- TEXTO EXTRAÍDO:
——

La policía detiene a Pilar y, al registrar su habitación, da con una botellita de Diluvión oculta entre su ropa.
La envenenadora ha sido descubierta.
Pilar se declara inocente, haciendo caso omiso de su abogado defensor, que le advierte de que la pena de muerte la acecha y que sólo su confesión de culpabilidad puede evitarla, conmutándose por una condena de entre 12 y 16 años de reclusión. Pero la envenenadora continúa defendiendo su inocencia.
La policía la somete a un duro interrogatorio, que se prolonga durante treinta y seis horas, durante las que se le niega el descanso y se le suministran aspirinas como único alimento.

——

- DATOS EXTRAÍDOS:
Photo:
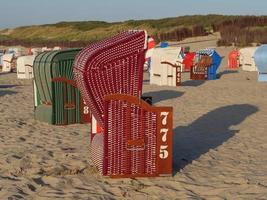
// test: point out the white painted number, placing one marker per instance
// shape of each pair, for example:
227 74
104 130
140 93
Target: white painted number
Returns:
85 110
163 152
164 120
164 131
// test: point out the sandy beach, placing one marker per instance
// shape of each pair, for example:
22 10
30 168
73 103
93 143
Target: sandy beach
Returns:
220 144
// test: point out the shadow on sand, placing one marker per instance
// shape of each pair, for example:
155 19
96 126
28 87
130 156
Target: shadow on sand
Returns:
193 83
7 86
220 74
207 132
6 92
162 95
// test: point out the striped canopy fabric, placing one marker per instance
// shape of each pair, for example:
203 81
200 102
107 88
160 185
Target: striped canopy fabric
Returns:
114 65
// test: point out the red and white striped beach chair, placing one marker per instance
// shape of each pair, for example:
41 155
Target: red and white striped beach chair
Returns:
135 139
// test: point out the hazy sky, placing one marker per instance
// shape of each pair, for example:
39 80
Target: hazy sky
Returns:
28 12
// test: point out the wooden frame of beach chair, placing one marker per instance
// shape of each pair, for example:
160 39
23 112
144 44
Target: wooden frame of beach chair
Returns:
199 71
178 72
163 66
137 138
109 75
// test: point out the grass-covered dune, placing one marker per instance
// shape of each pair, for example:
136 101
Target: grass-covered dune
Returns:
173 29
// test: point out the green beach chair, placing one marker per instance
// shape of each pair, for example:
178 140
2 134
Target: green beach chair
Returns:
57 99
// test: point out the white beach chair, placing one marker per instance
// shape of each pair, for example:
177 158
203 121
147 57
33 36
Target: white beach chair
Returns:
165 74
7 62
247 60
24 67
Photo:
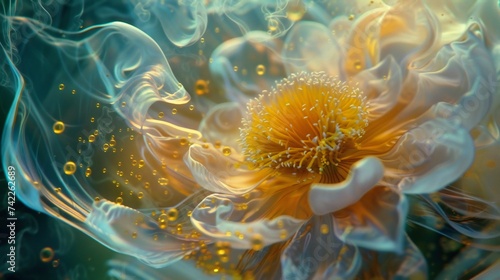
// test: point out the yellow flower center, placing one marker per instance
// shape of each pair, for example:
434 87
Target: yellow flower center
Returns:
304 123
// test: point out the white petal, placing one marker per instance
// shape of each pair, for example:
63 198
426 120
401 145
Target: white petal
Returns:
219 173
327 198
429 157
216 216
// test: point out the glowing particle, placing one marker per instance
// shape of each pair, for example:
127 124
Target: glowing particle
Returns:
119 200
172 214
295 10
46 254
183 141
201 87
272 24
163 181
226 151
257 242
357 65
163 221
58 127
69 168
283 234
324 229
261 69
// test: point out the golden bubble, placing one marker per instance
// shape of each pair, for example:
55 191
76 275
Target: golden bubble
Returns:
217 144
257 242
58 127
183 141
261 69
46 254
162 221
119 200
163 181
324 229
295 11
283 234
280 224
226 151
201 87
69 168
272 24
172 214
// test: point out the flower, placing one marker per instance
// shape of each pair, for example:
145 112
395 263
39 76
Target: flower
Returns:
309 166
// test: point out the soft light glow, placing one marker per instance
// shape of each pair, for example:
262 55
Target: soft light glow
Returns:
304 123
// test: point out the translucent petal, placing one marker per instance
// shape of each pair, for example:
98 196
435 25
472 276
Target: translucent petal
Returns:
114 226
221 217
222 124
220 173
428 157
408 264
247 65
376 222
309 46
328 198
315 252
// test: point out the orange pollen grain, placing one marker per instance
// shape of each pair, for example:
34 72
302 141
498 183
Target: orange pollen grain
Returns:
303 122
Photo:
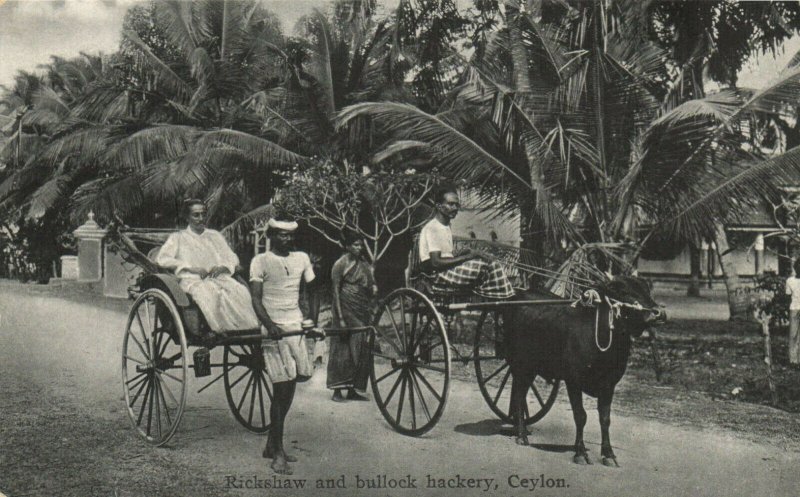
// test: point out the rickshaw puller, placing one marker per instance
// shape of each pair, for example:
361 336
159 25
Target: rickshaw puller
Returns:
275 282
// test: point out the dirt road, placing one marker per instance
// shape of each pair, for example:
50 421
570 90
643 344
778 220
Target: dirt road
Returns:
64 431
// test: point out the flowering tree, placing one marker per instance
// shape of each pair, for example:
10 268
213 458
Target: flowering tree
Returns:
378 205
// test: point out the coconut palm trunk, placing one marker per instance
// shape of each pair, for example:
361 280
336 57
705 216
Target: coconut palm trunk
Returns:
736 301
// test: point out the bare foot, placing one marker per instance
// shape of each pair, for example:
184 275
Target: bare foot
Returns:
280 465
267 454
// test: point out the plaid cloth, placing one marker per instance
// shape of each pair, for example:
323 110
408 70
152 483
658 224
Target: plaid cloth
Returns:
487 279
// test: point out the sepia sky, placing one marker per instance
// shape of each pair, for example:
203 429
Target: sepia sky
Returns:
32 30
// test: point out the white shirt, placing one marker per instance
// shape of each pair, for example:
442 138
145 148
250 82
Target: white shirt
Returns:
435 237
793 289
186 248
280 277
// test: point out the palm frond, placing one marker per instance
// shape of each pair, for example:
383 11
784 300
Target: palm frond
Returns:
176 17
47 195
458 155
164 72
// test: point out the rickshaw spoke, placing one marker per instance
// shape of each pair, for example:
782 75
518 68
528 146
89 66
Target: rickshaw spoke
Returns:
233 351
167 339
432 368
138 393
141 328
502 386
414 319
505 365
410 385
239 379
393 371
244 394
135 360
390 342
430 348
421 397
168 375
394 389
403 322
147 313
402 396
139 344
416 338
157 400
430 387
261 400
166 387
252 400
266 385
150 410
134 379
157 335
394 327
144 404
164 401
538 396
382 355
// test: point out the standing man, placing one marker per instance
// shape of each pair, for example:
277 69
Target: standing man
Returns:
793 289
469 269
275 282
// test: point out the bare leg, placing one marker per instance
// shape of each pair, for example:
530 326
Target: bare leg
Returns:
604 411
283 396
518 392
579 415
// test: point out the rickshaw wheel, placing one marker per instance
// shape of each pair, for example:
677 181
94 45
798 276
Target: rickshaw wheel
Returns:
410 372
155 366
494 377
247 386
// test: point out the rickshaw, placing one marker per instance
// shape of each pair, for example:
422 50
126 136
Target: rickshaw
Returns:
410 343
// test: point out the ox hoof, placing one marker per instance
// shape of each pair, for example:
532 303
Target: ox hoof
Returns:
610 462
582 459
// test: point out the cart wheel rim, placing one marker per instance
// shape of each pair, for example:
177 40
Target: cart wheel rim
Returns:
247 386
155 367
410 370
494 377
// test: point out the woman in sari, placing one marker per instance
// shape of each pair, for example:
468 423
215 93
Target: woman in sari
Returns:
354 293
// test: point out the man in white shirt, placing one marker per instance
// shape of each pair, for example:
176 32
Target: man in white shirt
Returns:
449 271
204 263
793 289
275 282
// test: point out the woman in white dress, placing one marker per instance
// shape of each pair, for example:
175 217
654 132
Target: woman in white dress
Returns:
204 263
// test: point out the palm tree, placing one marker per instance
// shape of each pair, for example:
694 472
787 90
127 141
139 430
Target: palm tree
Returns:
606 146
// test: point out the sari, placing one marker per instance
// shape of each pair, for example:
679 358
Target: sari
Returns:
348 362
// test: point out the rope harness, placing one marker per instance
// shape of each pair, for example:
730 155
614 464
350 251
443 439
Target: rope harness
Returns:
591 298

——

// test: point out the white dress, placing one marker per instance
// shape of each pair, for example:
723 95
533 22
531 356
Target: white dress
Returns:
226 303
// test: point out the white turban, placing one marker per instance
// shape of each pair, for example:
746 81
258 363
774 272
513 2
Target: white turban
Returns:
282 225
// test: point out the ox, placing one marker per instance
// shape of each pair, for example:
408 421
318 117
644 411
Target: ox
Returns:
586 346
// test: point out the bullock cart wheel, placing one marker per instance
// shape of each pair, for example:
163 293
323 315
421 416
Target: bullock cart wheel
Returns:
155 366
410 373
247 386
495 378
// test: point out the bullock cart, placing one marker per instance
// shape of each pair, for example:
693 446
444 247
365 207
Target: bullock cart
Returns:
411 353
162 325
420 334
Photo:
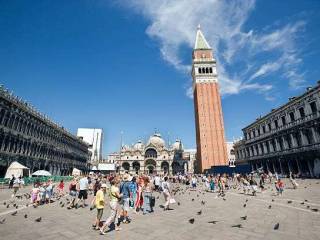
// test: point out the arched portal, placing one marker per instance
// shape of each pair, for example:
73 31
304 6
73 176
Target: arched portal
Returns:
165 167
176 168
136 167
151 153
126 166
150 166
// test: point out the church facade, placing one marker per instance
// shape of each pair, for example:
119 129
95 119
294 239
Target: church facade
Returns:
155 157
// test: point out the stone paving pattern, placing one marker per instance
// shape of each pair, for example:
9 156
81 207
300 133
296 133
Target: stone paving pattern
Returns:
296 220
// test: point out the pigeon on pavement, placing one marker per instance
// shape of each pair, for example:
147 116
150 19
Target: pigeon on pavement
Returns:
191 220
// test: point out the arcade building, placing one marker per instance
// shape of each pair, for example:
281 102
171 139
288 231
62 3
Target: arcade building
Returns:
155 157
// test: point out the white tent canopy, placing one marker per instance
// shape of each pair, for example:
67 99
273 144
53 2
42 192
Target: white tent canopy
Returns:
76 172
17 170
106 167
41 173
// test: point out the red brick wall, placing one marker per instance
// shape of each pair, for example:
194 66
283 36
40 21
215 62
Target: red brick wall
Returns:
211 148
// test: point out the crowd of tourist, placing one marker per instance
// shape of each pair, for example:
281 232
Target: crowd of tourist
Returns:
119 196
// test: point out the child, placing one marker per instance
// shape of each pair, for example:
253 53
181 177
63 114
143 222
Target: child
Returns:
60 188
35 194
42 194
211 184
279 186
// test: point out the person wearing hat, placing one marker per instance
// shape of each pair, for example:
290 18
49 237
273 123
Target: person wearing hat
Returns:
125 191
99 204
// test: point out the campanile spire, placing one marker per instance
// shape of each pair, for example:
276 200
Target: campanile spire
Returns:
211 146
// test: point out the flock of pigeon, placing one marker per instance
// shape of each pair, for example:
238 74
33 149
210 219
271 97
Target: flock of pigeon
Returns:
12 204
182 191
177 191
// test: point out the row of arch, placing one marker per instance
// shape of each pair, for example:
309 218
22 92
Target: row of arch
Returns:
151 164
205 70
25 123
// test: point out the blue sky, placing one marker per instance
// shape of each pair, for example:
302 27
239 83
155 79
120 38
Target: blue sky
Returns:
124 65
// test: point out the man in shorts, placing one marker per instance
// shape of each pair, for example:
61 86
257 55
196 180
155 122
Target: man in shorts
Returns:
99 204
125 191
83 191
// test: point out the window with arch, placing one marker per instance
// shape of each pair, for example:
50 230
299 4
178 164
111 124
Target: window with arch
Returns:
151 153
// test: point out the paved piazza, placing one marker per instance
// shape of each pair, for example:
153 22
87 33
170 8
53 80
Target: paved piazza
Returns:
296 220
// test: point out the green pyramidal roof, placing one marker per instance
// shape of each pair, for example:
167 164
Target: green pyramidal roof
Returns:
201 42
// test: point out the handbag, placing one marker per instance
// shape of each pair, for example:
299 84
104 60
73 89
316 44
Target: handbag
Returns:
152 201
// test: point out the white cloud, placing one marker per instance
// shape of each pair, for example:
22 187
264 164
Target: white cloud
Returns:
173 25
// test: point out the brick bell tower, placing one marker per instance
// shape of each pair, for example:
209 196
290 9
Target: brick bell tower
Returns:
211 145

——

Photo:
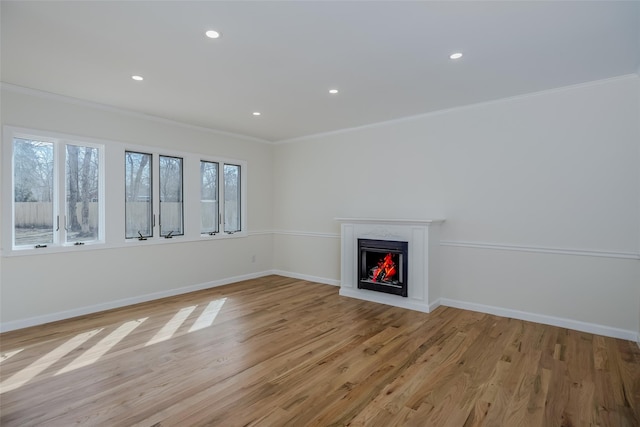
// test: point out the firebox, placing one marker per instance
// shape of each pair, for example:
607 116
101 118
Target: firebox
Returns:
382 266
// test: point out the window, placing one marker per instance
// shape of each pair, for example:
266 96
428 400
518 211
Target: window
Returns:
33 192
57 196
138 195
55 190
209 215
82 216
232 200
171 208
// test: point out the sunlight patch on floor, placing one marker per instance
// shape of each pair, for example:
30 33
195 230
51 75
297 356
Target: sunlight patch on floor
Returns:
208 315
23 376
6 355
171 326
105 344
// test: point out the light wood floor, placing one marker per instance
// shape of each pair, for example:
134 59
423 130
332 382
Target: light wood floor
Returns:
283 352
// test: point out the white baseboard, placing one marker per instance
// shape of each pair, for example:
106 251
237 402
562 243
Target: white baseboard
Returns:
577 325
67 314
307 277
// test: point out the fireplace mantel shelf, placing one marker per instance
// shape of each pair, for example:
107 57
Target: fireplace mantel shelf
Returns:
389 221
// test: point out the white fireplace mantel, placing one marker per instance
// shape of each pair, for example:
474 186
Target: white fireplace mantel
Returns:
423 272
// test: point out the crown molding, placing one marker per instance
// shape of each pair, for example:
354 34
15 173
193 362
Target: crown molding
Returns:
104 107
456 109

——

- CONSIGNA DEL EJERCICIO:
**a)** Indique si cada afirmación concuerda con el texto extraído y respalde su respuesta (sí o no) con las palabras exactas del texto que lo deciden:
(i) La botellita de Diluvión estaba escondida entre la ropa de Pilar.
(ii) Pilar sigue el consejo de su abogado y se declara culpable.
(iii) El interrogatorio policial se prolonga durante veinticuatro horas.
**b)** Transcriba del texto extraído el pasaje que va desde "Pilar se declara" hasta "como único alimento.".
**c)** Responda, según el texto extraído, a estas preguntas:
(i) ¿Qué encuentra la policía al registrar la habitación de Pilar?
(ii) ¿Qué condena sustituiría a la pena de muerte si Pilar confesara su culpabilidad?
(iii) ¿Qué se le suministra a Pilar como único alimento durante el interrogatorio?

- SOLUCIONES A CONTINUACIÓN:
**a)**
(i) Sí: «da con una botellita de Diluvión oculta entre su ropa».
(ii) No: «Pilar se declara inocente, haciendo caso omiso de su abogado defensor».
(iii) No: «se prolonga durante treinta y seis horas».

**b)**
Pilar se declara inocente, haciendo caso omiso de su abogado defensor, que le advierte de que la pena de muerte la acecha y que sólo su confesión de culpabilidad puede evitarla, conmutándose por una condena de entre 12 y 16 años de reclusión. Pero la envenenadora continúa defendiendo su inocencia.
La policía la somete a un duro interrogatorio, que se prolonga durante treinta y seis horas, durante las que se le niega el descanso y se le suministran aspirinas como único alimento.

**c)**
(i) Una botellita de Diluvión.
(ii) Una condena de entre 12 y 16 años de reclusión.
(iii) Aspirinas.